Boost your odds of success by tracking your calorie and fitness goals
In the March/April issue, Diabetes Forecast rounded up the best apps for helping you improve your diabetes management based on how many of the seven self-care behaviors they encouraged. In this issue, we’ve focused on apps that inspire a healthy lifestyle based on two of those behaviors: healthy eating and being active.
Some of the health and fitness apps on the market today—and there are thousands—are part coach, part cheerleader, and part educator to move you toward your goals. But how do you know which is best for you? Diabetes Forecast asked people with diabetes, health care providers, and diabetes educators about the apps they’re most likely to recommend for calorie counting, fitness tracking, and shedding a few pounds. Here are their favorites.
Calorie Counter & Diet Tracker by MyFitnessPal
Food journaling is made easier with this popular app. Use it to log foods and see how many calories you’ve eaten for breakfast, lunch, dinner, and in between.
How it works: You can track what you eat by finding most foods and drinks, along with their serving sizes and corresponding nutrition information, in the app’s searchable database. (Some 6 million foods are reportedly listed in the database, which compiles food details in two ways: It researches some items, and users submit nutrition information on other items, making their reliability less certain. This is a common drawback among many food-tracking apps.) You can use your smartphone to scan bar codes of brand-name packaged foods to log meals and calories. The app also tracks the amount of calories you burn through the physical activity and minutes you log. You can sync it with other apps, including fitness trackers and Apple Health. Use the forums on the app to ask questions, discover new recipes, and more.
Cost: Free for Apple and Android devices. Upgrade (for $9.99 per month or $49.99 per year) to get extras such as the ability to set different calorie goals for different days and view carbohydrate, fat, and protein by percentages instead of grams.
Fooducate (Apple) Fooducate Weight Loss Coach (Android)
Use this app—the name differs for the two systems, but they function the same—at the grocery store to help learn whether the products you’re choosing are nutritious.

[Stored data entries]
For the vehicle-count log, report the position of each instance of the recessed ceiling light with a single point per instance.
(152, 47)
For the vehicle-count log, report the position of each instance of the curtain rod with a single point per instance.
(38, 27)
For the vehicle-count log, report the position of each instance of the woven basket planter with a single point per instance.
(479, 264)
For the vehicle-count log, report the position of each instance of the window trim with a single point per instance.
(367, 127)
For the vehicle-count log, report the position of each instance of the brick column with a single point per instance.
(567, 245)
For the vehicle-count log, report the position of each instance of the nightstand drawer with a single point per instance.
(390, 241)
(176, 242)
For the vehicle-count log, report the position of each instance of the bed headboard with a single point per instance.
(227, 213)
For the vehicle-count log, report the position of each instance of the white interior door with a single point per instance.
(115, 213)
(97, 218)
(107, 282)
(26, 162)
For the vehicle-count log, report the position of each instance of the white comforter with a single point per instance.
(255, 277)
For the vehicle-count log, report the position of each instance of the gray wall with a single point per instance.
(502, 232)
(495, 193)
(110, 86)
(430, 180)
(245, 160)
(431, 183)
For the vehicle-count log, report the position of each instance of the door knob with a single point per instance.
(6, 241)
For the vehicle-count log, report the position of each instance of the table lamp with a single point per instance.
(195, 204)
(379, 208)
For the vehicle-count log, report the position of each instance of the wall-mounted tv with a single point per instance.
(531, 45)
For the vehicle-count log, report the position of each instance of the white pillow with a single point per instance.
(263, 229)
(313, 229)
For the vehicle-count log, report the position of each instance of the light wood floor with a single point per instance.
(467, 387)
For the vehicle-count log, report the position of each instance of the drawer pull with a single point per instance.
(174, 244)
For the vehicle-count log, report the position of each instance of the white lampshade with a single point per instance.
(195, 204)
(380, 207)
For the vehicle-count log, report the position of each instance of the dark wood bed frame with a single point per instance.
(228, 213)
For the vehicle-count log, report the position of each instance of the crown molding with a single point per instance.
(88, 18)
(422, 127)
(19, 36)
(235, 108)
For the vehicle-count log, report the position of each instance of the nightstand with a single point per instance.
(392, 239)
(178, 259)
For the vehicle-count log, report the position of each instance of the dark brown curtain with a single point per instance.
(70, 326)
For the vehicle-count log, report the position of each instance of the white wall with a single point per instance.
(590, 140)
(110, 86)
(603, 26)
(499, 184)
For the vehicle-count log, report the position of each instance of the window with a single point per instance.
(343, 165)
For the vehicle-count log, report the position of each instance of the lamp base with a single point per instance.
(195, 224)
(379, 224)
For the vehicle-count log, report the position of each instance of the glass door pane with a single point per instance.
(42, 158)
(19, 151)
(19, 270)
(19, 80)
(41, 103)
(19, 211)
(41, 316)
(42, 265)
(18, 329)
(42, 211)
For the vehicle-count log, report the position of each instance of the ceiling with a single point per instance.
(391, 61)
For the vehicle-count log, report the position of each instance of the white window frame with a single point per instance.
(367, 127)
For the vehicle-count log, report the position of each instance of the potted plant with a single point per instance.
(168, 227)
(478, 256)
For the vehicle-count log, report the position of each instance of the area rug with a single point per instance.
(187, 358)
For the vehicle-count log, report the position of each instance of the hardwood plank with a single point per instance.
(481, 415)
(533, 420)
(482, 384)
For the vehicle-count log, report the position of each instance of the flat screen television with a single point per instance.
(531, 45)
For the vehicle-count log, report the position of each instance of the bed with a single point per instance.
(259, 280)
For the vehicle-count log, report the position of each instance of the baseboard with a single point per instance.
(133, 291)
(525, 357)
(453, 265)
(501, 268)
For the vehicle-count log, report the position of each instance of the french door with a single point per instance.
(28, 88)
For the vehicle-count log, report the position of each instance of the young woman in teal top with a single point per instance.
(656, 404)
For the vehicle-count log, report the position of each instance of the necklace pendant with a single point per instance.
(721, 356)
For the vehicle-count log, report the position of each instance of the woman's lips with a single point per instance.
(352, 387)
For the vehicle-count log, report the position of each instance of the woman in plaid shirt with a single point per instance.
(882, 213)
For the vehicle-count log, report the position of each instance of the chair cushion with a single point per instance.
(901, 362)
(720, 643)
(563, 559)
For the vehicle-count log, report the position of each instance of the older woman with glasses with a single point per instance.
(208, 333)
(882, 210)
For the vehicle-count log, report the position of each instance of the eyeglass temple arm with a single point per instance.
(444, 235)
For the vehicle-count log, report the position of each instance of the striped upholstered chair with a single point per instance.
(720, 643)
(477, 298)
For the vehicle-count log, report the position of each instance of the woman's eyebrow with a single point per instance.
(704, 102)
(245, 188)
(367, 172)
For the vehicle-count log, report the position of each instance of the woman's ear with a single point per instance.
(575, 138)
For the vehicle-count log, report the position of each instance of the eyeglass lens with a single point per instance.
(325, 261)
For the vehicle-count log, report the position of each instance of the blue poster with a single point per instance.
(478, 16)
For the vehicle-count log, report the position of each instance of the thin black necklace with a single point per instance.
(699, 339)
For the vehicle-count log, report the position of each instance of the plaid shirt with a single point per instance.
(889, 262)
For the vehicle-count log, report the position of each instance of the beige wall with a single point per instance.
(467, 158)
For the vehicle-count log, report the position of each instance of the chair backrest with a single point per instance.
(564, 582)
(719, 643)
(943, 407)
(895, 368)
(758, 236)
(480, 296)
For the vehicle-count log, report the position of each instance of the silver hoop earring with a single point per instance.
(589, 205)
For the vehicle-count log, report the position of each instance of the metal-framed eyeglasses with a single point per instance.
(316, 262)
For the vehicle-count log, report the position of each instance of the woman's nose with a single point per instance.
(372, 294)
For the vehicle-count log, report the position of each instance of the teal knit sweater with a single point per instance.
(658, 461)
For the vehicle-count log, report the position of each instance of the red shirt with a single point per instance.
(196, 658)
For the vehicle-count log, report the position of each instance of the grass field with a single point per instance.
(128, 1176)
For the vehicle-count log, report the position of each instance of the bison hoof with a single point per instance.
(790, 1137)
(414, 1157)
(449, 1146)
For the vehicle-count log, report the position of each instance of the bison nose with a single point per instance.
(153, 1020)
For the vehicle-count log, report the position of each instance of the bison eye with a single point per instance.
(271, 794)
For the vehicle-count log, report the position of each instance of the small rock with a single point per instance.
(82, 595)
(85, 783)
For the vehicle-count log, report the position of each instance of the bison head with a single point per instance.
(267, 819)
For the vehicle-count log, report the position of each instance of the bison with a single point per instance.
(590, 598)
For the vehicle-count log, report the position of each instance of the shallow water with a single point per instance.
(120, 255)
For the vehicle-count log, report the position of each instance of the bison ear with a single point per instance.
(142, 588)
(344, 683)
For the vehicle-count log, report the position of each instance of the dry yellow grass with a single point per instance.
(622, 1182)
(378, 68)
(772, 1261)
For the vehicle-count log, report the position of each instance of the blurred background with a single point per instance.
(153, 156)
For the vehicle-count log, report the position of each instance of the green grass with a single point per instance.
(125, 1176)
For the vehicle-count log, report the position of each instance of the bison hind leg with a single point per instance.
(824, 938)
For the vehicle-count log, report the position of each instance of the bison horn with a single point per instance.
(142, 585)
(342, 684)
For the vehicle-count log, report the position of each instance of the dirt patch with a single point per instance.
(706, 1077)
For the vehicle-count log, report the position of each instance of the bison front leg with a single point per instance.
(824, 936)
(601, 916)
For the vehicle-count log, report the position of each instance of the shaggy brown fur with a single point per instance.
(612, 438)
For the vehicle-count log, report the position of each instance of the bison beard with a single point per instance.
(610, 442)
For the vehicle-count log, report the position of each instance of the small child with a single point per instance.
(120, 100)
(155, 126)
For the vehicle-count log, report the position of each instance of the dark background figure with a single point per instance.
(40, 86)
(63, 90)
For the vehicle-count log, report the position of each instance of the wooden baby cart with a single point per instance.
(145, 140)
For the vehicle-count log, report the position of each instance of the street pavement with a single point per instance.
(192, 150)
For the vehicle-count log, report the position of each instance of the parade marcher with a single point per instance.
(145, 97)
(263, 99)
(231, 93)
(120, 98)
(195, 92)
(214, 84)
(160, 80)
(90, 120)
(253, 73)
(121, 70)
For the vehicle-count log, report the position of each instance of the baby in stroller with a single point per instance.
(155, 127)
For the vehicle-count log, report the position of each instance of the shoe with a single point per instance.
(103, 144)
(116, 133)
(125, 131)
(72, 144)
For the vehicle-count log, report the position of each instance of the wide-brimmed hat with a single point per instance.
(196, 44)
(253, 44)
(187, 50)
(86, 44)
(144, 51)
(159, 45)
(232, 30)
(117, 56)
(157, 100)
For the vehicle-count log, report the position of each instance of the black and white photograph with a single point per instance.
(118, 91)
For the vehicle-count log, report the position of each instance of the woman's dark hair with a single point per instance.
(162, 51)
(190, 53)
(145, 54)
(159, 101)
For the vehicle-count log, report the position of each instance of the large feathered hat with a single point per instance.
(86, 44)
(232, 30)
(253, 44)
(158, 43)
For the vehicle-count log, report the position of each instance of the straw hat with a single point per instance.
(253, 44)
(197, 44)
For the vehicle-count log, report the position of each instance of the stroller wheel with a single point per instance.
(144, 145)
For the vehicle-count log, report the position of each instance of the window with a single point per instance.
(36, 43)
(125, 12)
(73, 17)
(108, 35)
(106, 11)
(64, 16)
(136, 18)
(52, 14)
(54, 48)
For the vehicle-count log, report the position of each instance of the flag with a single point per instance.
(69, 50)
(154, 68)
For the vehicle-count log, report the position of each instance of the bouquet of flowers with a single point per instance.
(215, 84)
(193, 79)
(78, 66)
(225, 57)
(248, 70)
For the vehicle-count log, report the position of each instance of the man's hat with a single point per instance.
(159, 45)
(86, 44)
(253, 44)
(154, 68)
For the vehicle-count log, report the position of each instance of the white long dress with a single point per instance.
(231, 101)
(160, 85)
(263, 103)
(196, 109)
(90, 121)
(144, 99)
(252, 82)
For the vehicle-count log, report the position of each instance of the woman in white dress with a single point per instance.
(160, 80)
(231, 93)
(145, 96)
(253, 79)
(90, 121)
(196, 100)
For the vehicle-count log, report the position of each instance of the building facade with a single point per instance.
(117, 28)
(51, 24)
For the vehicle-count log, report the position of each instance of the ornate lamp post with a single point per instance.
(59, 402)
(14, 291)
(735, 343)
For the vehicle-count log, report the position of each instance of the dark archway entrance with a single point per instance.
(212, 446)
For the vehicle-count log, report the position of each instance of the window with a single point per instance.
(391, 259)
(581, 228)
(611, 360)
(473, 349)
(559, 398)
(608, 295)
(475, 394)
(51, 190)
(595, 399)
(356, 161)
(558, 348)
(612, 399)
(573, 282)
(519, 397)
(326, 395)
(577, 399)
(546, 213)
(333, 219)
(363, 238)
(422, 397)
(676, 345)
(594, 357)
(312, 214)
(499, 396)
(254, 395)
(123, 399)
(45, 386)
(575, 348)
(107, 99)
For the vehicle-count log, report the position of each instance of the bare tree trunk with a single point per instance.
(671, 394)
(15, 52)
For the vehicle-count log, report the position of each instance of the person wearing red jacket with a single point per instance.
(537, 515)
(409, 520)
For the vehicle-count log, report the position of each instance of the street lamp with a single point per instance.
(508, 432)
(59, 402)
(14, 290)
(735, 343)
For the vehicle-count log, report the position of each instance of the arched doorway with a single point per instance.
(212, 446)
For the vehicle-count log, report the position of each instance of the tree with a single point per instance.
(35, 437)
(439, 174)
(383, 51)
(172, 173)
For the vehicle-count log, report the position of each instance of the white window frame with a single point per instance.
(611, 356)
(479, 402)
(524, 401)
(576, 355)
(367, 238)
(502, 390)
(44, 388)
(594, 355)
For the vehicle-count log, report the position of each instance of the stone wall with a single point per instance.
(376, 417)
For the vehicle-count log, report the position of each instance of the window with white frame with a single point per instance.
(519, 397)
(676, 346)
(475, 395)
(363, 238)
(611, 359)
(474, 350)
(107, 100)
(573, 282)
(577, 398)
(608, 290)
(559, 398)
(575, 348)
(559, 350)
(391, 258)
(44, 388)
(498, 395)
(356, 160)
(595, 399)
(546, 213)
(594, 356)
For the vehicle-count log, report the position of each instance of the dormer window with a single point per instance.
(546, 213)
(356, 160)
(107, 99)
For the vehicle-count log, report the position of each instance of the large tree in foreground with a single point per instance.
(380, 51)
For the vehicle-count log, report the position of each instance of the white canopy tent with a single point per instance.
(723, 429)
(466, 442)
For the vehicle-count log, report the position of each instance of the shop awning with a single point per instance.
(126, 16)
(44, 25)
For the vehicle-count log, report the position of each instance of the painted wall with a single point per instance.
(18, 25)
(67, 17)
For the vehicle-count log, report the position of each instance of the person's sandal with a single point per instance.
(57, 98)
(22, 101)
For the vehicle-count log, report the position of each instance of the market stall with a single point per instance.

Problem 1 —
Answer these from the article on calorie and fitness apps:
(a) In which issue did Diabetes Forecast round up the best apps for diabetes management?
(b) About how many foods are reportedly listed in the MyFitnessPal database?
(c) What is the yearly price of the MyFitnessPal upgrade?
Problem 2 —
Continue the article on calorie and fitness apps from the point where it ends.

Exercise answer 1 —
(a) The March/April issue
(b) Some 6 million
(c) $49.99 per year

Exercise answer 2 —
How it works: Scan the bar code on the food package you’re considering buying—cereals, yogurt, snacks, and more—and the app will rate it based on its nutritional value. The app also will suggest comparable products and healthier choices. Plug in your weight-loss goals and get a daily calorie budget that the app tracks for you, taking into account how many calories you’ve eaten. The app’s community forum offers recipes and other support information. The app syncs with the Apple Health app, so your exercise and calorie data are stored in the same spot.
Cost: Free for Apple and Android devices. Several premium packages are available (for a fee, though cost varies based on the package) that allow you to personalize an eating plan, account for food allergies, and even see suggestions for the best food for your pets.
Apple includes a general health app on the iPhone 4S and newer models—no download necessary. The app collects your nutrition and exercise information for easy access and culls data from other apps you use for a clear picture of your progress.
How it works: Using a motion processor within the phone, the app tracks your steps and distance traveled, and it can use data from other fitness and food-logging apps to record your progress each day. Use it as a hub for all of your health information: exercise and nutrition figures, medical records, data from other apps, plus test results (including vital signs such as blood pressure and heart rate). Only a few blood glucose meters will sync with Apple Health; for others, you’ll have to enter the data manually.
Cost: This is free and available on Apple devices only.
Set a goal and track your food and exercise with this app. Join a community of people also trying to get healthier and move more.
How it works: Take a photo of the meal on your plate to get the nutrition information you need. That’s the concept behind the SnapIt feature (currently in beta testing) on the Lose It app. Once your photo is uploaded to Lose It, you’ll get the calorie count for the foods and serving sizes it sees in the photo. Browse the app’s database of foods (some 7 million are reportedly listed) with nutrition information, or scan bar codes of packaged foods. The app offers a daily calorie count for you to maintain, based on your goals and taking into account how many calories you’ll burn from, say, a long walk.
Cost: The app is free for Apple and Android devices. Upgrade to Lose It Premium (for $39.99 per year) to plan meals in advance, set macronutrient goals, and more.